- Problem statement
Please look for the string "hull" below and report every line in which it occurs.
· · · · ·
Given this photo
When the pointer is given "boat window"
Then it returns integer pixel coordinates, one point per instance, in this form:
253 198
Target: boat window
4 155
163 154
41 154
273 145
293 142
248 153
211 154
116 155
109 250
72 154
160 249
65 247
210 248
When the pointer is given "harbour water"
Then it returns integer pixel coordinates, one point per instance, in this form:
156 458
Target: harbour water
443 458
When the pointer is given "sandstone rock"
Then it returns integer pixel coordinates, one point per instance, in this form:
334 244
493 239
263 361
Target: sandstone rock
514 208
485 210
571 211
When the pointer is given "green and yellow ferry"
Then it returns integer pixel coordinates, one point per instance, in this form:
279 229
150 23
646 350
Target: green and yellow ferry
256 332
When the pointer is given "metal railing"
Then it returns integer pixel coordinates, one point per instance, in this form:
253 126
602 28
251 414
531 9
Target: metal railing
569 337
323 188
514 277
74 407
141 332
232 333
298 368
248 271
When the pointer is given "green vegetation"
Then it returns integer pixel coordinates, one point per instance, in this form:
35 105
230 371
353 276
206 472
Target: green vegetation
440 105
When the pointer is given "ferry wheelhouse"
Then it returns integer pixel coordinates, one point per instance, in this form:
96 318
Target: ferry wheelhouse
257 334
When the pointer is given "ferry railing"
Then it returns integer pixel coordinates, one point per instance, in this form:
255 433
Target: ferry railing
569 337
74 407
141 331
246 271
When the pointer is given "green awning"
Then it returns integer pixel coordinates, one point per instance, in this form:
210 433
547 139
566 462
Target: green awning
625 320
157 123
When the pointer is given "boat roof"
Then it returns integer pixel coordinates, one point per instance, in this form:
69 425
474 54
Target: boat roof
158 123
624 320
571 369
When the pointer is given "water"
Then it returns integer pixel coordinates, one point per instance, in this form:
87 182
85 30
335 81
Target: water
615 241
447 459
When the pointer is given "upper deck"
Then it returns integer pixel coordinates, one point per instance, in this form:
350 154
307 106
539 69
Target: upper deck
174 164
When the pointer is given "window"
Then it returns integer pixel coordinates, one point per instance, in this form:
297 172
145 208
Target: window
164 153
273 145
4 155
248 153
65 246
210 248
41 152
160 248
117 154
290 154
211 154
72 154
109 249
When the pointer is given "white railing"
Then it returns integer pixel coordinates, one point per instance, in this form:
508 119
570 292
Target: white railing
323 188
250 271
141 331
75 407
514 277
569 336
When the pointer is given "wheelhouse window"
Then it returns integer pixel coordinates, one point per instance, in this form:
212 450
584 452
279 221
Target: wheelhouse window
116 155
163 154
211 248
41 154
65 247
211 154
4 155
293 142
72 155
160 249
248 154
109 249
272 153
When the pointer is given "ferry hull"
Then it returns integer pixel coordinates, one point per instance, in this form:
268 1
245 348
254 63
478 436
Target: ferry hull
· · · · ·
- Expected output
When the pointer is given "ferry hull"
Target: ferry hull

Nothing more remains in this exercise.